But, it does not work. I don't get any error message, but I don't get any prompt for my passphrase either.

Also, I've checked and it should not be placed in .bashrc as this file should not generate any output (or it will break the scp command) and despite the --quiet option in my keychain invocation, I still have warning messages that can be printed.

Thanks anyway for these suggestions. 

Any other idea?

----------

## Deepak420

No definative answer, but x11-ssh-askpass should provide a place to start. I may set up xdm to try and crack this nut.

----------

## nichocouk

Cool! It looks promising! I've emerged it but I will need to wait I'm back home to try it. I'll let you know asap.

Thanks for your help!

 :Cool: 

----------

## nichocouk

mmm, well I've tried this morning, but again I did not get a prompt for my passphrase when XDM/GDM started. I will have to see if something needs to be done for ssh-askpass to work. I've seen on other threads (e.g. here) that there might be a small problem to fix.

==================================================

> _Stated goal 1_
Return the passage of the forum excerpt starting with "## Deepak420" and going on through "for your help!".
> _Stated goal 2_
Name every software program mentioned in the forum excerpt, treating "xdm" and "XDM" as a single program.
The records that follow are drawn from a separate source.

==================================================

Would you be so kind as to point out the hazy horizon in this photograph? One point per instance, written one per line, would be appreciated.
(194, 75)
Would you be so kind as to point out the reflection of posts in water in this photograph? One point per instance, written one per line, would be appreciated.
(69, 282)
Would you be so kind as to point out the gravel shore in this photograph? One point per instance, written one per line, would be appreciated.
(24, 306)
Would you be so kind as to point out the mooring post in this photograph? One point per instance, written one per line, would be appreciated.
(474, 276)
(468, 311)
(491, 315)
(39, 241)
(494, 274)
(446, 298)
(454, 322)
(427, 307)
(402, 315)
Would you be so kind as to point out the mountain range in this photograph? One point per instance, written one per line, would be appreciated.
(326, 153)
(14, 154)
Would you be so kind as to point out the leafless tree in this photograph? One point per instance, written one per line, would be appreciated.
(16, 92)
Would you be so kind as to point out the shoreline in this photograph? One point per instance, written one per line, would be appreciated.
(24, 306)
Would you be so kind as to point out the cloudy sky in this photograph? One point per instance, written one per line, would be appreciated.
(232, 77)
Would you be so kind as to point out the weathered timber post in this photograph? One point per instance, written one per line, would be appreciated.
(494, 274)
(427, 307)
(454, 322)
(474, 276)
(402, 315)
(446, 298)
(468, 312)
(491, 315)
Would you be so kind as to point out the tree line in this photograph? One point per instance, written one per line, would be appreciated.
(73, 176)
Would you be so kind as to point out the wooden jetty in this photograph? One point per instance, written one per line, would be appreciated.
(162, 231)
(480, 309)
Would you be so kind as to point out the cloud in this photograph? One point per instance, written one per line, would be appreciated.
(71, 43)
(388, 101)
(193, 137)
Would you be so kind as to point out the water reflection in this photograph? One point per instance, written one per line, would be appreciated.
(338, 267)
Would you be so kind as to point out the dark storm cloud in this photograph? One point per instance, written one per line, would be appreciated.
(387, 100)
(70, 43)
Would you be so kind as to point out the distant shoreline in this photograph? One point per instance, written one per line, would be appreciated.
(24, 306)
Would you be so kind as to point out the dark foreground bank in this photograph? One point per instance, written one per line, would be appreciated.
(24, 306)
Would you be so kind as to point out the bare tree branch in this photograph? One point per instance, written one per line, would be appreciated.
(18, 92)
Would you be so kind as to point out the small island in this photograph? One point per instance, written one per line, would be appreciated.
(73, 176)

==================================================

> _Written reply 1_
## Deepak420

No definative answer, but x11-ssh-askpass should provide a place to start. I may set up xdm to try and crack this nut.

----------

## nichocouk

Cool! It looks promising! I've emerged it but I will need to wait I'm back home to try it. I'll let you know asap.

Thanks for your help!

> _Written reply 2_
keychain
scp
x11-ssh-askpass
xdm (XDM)
GDM
ssh-askpass